» **What you will do**: Present every one of the rows below as a numbered list, omitting any blank lines.

··· Input for this task ···

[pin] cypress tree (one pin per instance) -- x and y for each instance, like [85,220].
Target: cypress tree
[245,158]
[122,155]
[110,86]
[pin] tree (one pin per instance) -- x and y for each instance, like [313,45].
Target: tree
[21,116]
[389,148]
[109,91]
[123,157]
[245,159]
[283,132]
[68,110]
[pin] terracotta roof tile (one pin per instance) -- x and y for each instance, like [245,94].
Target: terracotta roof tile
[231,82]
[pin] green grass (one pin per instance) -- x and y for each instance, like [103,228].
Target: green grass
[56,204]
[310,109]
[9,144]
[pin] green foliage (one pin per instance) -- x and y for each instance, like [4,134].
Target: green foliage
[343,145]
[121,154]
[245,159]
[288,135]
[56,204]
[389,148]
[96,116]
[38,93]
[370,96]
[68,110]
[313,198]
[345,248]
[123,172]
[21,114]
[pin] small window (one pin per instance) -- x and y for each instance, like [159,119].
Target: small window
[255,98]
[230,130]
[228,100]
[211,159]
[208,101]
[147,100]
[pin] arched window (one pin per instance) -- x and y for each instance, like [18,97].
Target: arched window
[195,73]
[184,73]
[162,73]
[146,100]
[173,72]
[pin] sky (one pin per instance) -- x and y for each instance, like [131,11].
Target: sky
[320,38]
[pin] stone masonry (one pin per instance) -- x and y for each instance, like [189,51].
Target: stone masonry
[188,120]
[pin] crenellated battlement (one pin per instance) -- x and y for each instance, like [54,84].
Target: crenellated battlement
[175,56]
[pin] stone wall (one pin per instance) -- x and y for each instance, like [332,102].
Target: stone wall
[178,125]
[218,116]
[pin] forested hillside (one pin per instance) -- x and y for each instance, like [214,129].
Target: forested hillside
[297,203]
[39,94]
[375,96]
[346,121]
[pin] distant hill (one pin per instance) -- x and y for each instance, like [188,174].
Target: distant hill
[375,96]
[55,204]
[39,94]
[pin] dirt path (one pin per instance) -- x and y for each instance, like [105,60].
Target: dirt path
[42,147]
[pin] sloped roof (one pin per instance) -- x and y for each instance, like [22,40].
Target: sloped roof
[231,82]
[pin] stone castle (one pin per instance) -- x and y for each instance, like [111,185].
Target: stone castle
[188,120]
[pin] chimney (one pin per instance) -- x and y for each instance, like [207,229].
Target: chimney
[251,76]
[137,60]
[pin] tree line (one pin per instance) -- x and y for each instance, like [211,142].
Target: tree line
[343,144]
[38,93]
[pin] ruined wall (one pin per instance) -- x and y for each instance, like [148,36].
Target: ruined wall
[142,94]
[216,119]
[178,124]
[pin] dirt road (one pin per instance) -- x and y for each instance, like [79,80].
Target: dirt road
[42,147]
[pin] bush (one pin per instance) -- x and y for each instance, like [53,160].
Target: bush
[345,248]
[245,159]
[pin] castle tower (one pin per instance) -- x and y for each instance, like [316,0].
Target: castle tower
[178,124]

···

» **In response**:
1. [pin] cypress tree (one pin per instance) -- x and y for each instance, like [85,220].
2. Target: cypress tree
3. [245,158]
4. [122,155]
5. [110,86]
6. [pin] tree (one pin per instance) -- x and y for each instance, like [313,45].
7. Target: tree
8. [21,116]
9. [389,148]
10. [109,91]
11. [123,157]
12. [245,159]
13. [283,132]
14. [68,110]
15. [pin] terracotta roof tile (one pin per instance) -- x and y for each instance, like [245,94].
16. Target: terracotta roof tile
17. [231,82]
18. [pin] green grass (one pin per instance) -- x and y for each instance, like [103,228].
19. Target: green grass
20. [56,204]
21. [310,109]
22. [9,144]
23. [pin] green foliage (one pin per instance) -- x and y for each instance, like [4,134].
24. Target: green foliage
25. [343,145]
26. [121,154]
27. [245,159]
28. [288,135]
29. [56,204]
30. [389,148]
31. [96,116]
32. [38,93]
33. [370,96]
34. [68,110]
35. [313,198]
36. [345,248]
37. [123,172]
38. [21,114]
39. [pin] small window (one pin per instance) -- x and y for each instance, like [159,119].
40. Target: small window
41. [255,98]
42. [230,130]
43. [228,100]
44. [211,159]
45. [208,101]
46. [147,100]
47. [pin] arched window (one pin per instance) -- x and y for each instance, like [18,97].
48. Target: arched window
49. [195,73]
50. [184,73]
51. [162,73]
52. [146,100]
53. [173,72]
54. [pin] sky (one pin per instance) -- x and y for each instance, like [131,11].
55. Target: sky
56. [320,38]
57. [pin] stone masonry (one pin per instance) -- x and y for each instance, like [189,51].
58. Target: stone masonry
59. [188,120]
60. [pin] crenellated battlement (one pin per instance) -- x and y for each instance, like [54,84].
61. Target: crenellated battlement
62. [175,56]
63. [pin] stone wall (one pin per instance) -- x and y for each instance, like [332,102].
64. Target: stone wall
65. [178,125]
66. [218,116]
67. [pin] forested hillside (one pin per instance) -- x and y for each instance, like [214,129].
68. Target: forested hillside
69. [297,203]
70. [39,94]
71. [375,96]
72. [346,121]
73. [pin] distant hill (one pin per instance) -- x and y for each instance, like [188,174].
74. Target: distant hill
75. [375,96]
76. [55,204]
77. [39,94]
78. [pin] dirt path (one pin per instance) -- x and y for each instance, like [105,60].
79. Target: dirt path
80. [42,147]
81. [pin] sloped roof (one pin per instance) -- x and y for each instance, like [22,40].
82. Target: sloped roof
83. [231,82]
84. [pin] stone castle (one pin per instance) -- x and y for each instance, like [111,185].
85. Target: stone castle
86. [188,120]
87. [pin] chimney (one pin per instance) -- x and y for each instance, like [207,229].
88. Target: chimney
89. [251,76]
90. [137,60]
91. [pin] tree line (one pin per instance) -- x and y for each instance, like [211,142].
92. Target: tree line
93. [343,144]
94. [38,93]
95. [pin] ruined wall (one pin per instance) -- x and y for each instance, like [148,36].
96. Target: ruined wall
97. [142,94]
98. [216,119]
99. [178,124]
100. [pin] dirt road (one pin per instance) -- x and y for each instance, like [79,80].
101. Target: dirt road
102. [42,147]
103. [pin] bush (one pin per instance) -- x and y for each instance, like [53,160].
104. Target: bush
105. [345,248]
106. [245,159]
107. [pin] castle tower (one pin per instance) -- x and y for each instance, like [316,0].
108. Target: castle tower
109. [178,124]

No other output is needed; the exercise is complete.